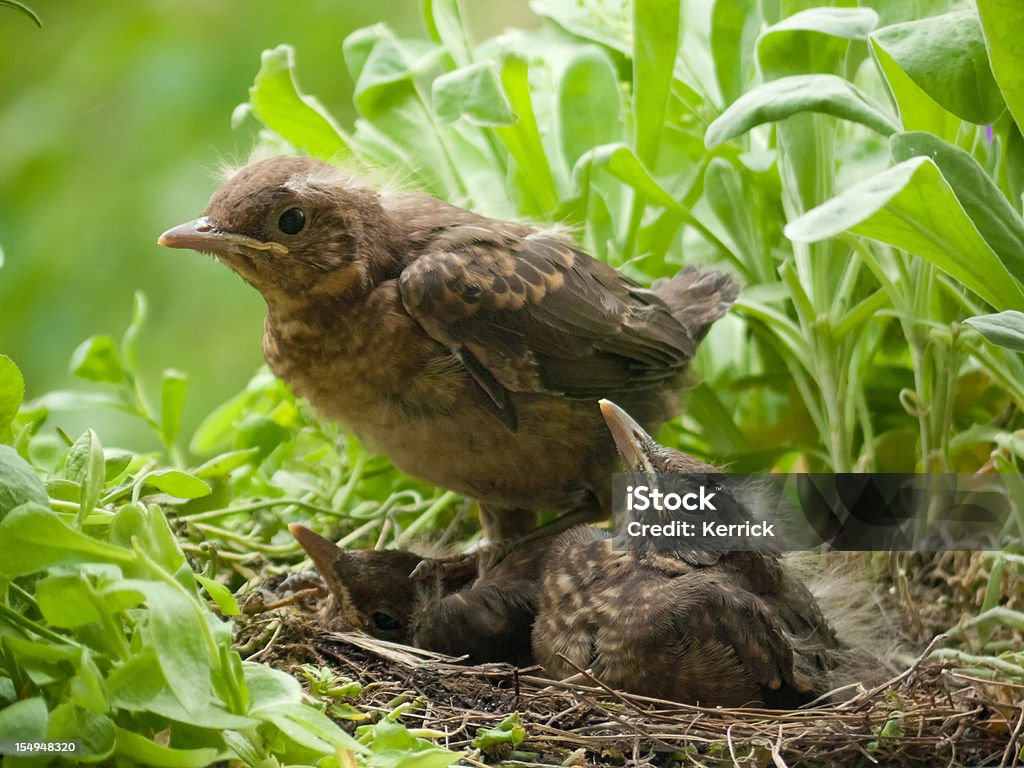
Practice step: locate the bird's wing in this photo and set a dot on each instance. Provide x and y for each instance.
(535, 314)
* * * * *
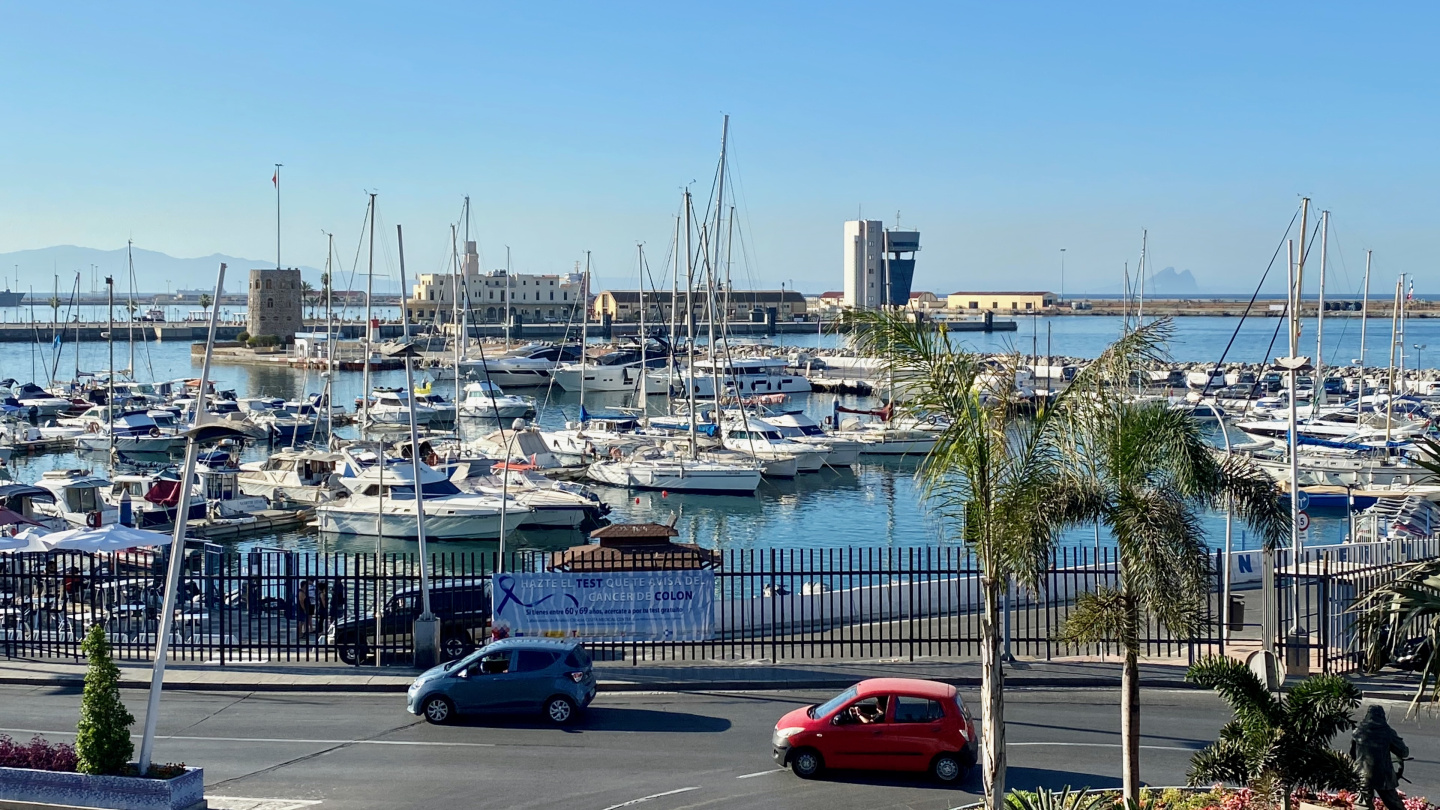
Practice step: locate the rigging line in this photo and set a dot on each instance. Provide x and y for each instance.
* * * * *
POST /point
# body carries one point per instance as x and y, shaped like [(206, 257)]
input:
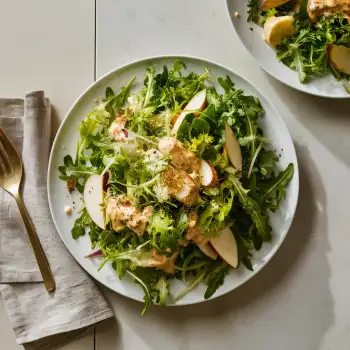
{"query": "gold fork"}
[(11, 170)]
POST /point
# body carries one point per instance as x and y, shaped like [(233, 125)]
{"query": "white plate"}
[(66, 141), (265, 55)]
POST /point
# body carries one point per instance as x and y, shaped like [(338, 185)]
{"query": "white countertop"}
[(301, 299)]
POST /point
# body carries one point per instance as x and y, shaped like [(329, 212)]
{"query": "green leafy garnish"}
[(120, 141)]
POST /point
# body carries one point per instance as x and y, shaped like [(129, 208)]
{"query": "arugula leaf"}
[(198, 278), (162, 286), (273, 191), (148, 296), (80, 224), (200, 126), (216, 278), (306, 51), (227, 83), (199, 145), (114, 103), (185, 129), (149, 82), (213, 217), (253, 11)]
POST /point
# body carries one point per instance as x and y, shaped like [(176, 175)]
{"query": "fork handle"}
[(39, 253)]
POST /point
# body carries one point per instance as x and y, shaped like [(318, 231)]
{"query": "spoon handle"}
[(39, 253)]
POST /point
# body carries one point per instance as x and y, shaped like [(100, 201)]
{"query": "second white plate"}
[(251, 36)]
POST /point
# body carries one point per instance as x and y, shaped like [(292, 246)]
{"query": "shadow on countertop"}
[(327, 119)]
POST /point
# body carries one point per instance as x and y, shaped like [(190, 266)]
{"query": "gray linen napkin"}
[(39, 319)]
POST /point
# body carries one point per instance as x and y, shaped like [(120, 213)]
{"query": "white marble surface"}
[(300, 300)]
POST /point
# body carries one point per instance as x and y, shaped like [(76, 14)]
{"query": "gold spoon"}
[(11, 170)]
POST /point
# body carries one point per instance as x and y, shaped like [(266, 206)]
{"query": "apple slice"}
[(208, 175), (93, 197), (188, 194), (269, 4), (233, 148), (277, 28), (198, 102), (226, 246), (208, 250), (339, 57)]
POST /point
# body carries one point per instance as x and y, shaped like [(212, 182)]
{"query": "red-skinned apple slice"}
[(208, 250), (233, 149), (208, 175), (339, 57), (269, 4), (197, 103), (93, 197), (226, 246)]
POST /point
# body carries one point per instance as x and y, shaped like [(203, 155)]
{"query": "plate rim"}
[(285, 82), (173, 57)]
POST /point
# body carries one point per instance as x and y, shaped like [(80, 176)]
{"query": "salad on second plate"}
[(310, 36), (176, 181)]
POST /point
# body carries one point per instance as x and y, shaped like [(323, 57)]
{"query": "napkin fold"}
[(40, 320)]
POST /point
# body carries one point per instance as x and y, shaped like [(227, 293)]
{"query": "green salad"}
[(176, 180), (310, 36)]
* * * * *
:: Prompt ::
Gather every line of the items above that contains the string "plate", treating uppercase and lowercase letters as distinct.

:: Task solution ::
{"query": "white plate"}
{"query": "second white plate"}
{"query": "plate rim"}
{"query": "salad on second plate"}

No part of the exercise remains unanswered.